● What needs to be done: When the line with "Report the position of each instance of the grassy" appears below, start repeating lines exactly, and keep going through the line with "[[537, 202], [345, 229]]"; add nothing outside that span.

● Records supplied:
☆ ☆ ☆ ☆ ☆ ☆ ☆
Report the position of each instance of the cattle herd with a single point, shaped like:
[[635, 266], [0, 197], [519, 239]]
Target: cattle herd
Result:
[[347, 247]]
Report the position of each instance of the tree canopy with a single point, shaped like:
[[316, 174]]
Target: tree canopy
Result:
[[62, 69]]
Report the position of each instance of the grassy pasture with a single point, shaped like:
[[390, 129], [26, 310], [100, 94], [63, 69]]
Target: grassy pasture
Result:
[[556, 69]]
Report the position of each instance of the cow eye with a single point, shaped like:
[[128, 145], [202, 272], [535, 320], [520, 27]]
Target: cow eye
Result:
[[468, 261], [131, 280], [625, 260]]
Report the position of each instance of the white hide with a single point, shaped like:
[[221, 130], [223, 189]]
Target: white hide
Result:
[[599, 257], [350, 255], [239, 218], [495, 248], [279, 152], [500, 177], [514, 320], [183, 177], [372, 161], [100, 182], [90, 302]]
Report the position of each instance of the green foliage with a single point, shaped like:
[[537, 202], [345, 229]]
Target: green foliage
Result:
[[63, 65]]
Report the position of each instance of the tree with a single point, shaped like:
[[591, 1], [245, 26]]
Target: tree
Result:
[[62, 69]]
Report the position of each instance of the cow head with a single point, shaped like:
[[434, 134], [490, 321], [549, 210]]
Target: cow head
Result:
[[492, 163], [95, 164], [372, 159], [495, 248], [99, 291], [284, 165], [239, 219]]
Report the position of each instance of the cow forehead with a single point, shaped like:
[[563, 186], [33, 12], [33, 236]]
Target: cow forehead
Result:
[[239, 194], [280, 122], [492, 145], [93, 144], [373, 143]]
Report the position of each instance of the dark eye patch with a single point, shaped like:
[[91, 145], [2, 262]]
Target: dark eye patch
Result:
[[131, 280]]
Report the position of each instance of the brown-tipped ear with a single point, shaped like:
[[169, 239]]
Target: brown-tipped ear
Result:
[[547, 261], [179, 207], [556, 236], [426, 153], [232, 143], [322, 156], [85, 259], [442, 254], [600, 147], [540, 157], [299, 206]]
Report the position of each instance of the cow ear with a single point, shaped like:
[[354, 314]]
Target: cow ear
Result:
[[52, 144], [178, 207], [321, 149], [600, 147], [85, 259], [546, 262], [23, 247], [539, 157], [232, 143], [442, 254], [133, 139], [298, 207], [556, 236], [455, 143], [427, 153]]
☆ ☆ ☆ ☆ ☆ ☆ ☆
● Expected output:
Report the position of each instance of the grassy pasture with a single point, shaped like:
[[390, 129], [26, 310], [100, 94], [63, 69]]
Target: grassy pasture
Result:
[[556, 69]]
Report the position of each instance of the cow eye with a single point, shaped like:
[[128, 145], [202, 272], [535, 320], [520, 27]]
Target: cow eye
Result:
[[468, 261], [131, 280], [625, 260]]
Report the position of each instance of the white hide with a single point, shaped like:
[[221, 130], [223, 189]]
Target: white hide
Result:
[[599, 257], [350, 255], [239, 218], [495, 248], [279, 152], [500, 177], [514, 320], [183, 177], [372, 161], [100, 182], [90, 302]]
Report the position of each instance of the green foliage with a single point, shaped like:
[[537, 202], [345, 229]]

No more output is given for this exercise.